═══ PASAJE

El fanatismo lleno de prejuicios de los supremacistas norteamericanos estaba ahí, como un monstruo solapado, pero se necesitó que apareciera Trump para que obraran como una fuerza nacional organizada, desvergonzada y violenta. Lo sintetizó bien Ian Buruma: “Trump no es Hitler, y mucho menos (pese a sus pretensiones) un Churchill. Pero logró inflamar e incitar odios y resentimientos que otra persona tal vez habría canalizado de otro modo”. Trump es un azuzador pero también es un síntoma. Su liderazgo, semejante al de tantos caudillos latinoamericanos, no existiría sin esa base a la que supo dar voz. “Los amamos”, les dijo a los “patriotas” que se tomaron el Capitolio, en respuesta a la veneración de la horda. De esa relación emana su poder y peligro.

══════
═══ ENTRADAS

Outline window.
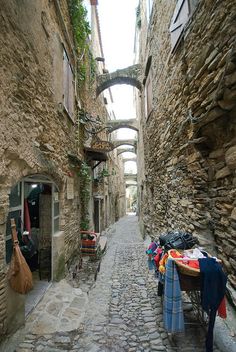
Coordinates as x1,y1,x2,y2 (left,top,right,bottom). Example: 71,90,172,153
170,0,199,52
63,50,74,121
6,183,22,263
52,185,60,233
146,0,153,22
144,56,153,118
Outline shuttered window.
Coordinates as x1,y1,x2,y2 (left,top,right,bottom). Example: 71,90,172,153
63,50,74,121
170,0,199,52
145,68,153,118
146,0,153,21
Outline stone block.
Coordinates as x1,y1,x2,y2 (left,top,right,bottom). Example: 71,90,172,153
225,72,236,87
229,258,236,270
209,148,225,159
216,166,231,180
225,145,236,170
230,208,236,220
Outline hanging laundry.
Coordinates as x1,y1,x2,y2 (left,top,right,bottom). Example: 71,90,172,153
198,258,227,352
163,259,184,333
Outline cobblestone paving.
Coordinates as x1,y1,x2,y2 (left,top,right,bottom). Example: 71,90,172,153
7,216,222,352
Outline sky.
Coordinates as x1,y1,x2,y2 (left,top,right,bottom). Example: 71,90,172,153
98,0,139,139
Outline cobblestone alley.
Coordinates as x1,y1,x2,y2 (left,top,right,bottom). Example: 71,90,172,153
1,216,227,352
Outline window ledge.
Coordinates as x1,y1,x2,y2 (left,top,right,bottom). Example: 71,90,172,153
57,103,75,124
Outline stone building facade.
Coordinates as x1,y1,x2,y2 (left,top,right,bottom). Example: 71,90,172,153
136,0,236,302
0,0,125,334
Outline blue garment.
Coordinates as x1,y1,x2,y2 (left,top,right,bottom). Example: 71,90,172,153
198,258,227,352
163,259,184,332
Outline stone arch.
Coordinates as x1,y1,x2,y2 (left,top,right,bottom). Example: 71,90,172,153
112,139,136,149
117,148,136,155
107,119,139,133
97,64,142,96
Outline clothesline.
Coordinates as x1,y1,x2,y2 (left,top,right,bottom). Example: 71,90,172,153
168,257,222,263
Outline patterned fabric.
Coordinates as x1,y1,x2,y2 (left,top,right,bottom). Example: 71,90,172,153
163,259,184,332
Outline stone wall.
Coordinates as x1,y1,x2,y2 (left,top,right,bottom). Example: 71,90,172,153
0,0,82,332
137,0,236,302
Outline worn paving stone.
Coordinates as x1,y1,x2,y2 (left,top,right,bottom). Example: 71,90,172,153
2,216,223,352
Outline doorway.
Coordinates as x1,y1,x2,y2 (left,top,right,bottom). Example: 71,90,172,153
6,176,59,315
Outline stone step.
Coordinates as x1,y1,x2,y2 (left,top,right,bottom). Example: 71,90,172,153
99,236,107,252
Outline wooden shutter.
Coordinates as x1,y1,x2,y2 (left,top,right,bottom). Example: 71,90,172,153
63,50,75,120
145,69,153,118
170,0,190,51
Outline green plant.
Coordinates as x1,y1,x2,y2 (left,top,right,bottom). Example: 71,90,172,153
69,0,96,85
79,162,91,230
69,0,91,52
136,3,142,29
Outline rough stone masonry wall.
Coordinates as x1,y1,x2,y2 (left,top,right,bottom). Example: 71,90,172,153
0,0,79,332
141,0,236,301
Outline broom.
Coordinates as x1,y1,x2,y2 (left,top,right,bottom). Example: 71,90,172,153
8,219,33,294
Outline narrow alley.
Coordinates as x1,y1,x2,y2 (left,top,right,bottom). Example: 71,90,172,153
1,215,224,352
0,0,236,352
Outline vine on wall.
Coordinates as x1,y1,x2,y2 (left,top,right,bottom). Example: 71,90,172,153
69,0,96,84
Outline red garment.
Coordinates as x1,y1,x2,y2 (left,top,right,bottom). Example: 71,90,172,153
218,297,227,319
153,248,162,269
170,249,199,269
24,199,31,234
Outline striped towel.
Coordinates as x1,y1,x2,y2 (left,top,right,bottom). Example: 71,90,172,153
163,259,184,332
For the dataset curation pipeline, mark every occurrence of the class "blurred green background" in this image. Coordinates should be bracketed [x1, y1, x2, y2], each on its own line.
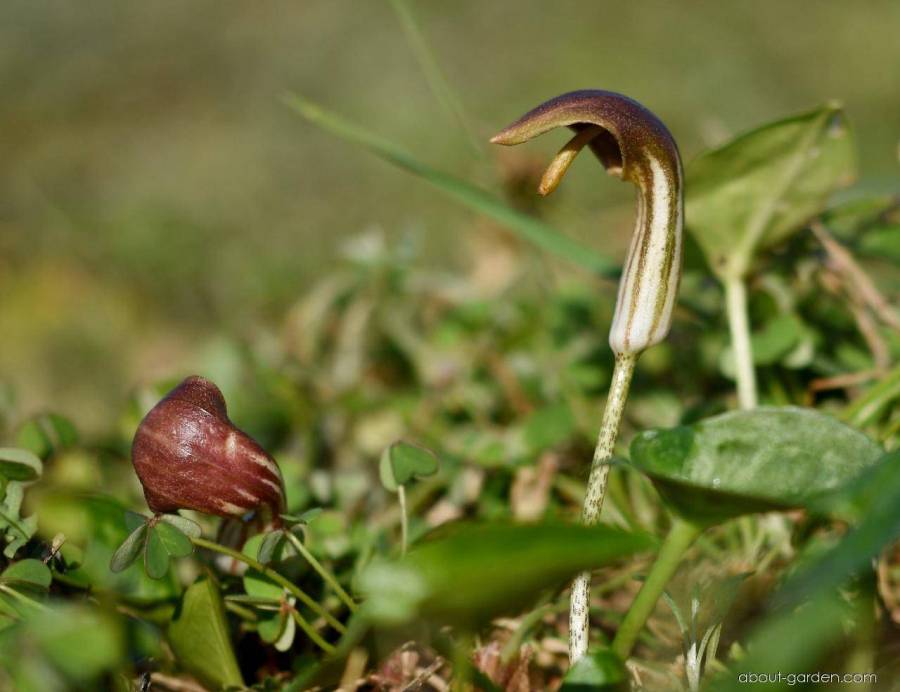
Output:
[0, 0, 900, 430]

══════

Devuelve, sin alterarlo, el fragmento del pasaje sobre Trump que va desde "El fanatismo lleno" hasta "poder y peligro.". Las entradas no hacen falta para resolver nada de lo que aquí se pide.

■ **RESPUESTA**:
El fanatismo lleno de prejuicios de los supremacistas norteamericanos estaba ahí, como un monstruo solapado, pero se necesitó que apareciera Trump para que obraran como una fuerza nacional organizada, desvergonzada y violenta. Lo sintetizó bien Ian Buruma: “Trump no es Hitler, y mucho menos (pese a sus pretensiones) un Churchill. Pero logró inflamar e incitar odios y resentimientos que otra persona tal vez habría canalizado de otro modo”. Trump es un azuzador pero también es un síntoma. Su liderazgo, semejante al de tantos caudillos latinoamericanos, no existiría sin esa base a la que supo dar voz. “Los amamos”, les dijo a los “patriotas” que se tomaron el Capitolio, en respuesta a la veneración de la horda. De esa relación emana su poder y peligro.